PROBLEM STATEMENT: Return every line in the entries below that contains the word "ceiling".

ENTRIES SUPPLIED:
━━━
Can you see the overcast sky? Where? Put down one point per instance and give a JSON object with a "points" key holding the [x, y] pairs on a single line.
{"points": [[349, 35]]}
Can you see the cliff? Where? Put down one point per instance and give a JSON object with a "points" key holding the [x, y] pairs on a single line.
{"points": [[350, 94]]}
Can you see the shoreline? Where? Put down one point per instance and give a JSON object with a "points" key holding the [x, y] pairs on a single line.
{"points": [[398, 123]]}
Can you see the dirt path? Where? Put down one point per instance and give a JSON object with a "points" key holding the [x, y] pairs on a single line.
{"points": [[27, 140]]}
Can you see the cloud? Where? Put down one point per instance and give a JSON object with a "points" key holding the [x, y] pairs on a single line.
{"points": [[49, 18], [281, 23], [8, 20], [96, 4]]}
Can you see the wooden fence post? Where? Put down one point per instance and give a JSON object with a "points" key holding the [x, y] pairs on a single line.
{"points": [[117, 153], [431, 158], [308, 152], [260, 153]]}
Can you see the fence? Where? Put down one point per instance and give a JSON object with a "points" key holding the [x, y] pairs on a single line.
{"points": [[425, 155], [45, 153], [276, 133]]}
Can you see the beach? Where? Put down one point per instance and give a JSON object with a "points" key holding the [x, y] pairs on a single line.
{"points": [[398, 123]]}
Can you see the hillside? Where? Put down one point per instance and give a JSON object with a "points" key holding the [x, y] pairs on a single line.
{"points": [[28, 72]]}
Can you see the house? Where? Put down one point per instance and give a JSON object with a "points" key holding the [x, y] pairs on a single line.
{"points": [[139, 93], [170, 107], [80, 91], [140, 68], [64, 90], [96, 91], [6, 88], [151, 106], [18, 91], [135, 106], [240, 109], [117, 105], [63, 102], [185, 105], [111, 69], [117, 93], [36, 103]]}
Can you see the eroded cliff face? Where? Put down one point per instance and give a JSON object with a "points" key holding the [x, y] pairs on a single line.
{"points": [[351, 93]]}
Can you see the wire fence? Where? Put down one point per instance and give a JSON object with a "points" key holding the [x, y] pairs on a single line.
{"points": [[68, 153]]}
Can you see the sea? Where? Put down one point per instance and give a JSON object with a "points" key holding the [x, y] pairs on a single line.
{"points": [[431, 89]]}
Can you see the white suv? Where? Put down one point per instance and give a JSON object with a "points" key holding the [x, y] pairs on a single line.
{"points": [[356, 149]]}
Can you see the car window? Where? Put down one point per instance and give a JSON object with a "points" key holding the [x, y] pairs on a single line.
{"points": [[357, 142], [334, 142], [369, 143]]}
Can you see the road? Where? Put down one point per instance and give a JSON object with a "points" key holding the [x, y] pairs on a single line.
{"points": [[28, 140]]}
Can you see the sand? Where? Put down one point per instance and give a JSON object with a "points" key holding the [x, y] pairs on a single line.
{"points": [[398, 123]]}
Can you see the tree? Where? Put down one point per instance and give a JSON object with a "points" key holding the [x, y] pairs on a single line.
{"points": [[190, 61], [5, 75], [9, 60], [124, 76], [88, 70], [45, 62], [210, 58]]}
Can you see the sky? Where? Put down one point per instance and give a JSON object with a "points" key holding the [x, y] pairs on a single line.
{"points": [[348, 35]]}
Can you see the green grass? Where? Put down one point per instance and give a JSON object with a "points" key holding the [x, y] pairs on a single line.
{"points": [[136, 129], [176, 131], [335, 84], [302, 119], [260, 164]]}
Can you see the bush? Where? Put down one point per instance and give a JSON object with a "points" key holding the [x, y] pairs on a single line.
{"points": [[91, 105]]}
━━━
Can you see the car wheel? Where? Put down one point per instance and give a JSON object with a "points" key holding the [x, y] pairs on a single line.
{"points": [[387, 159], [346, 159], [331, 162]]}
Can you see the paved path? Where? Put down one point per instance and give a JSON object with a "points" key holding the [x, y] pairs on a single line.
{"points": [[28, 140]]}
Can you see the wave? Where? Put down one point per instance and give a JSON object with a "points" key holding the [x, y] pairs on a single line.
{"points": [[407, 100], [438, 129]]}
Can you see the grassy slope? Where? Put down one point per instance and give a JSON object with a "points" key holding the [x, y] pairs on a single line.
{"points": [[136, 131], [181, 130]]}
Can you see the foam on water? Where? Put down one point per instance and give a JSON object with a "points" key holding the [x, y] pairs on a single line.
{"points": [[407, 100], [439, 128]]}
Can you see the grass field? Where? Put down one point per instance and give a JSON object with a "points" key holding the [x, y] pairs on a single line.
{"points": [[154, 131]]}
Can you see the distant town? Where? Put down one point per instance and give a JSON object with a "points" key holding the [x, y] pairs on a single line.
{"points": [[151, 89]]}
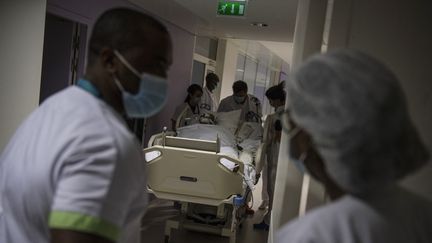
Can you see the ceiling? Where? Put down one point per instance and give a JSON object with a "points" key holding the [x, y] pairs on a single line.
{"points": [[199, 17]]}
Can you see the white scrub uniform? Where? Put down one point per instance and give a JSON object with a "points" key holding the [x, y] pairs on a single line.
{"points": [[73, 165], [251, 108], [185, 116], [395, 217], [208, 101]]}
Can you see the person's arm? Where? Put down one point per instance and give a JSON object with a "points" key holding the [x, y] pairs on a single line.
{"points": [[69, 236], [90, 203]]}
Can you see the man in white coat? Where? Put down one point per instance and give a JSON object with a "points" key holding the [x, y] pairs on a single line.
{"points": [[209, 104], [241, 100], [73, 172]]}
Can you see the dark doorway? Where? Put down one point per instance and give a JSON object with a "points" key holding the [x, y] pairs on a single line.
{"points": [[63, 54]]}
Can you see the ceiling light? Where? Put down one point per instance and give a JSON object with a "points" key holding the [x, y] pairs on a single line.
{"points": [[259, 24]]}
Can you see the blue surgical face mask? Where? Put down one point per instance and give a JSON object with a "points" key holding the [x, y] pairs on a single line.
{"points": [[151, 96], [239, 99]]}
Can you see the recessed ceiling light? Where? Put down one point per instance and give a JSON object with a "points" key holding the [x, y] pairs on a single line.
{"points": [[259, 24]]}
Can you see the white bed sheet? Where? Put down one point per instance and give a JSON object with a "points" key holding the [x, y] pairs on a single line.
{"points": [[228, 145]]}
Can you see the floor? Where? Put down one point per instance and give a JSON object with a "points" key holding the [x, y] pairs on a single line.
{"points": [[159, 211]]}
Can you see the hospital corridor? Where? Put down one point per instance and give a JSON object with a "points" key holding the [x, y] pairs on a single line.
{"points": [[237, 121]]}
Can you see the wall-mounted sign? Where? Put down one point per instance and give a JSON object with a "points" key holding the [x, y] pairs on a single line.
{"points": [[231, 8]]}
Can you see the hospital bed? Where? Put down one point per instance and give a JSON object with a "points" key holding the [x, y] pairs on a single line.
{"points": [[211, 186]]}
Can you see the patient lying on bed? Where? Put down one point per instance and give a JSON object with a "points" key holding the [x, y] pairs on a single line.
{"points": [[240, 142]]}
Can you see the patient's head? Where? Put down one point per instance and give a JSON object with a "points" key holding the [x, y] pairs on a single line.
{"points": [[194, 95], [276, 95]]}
━━━
TASK RESULT:
Can you see the ceiling? Where? Put down one point per instance and give a JSON object with a "points" key holding the [x, y] pairs on a single line.
Can you see the ceiling light? Where? Put down one point per instance and give a JSON object with a "points" key holding the [x, y] pairs on a single line.
Can you see the recessed ceiling light? Where? Put down one point per instance and give a JSON object with a "points" key holding the [x, y] pairs on a single line.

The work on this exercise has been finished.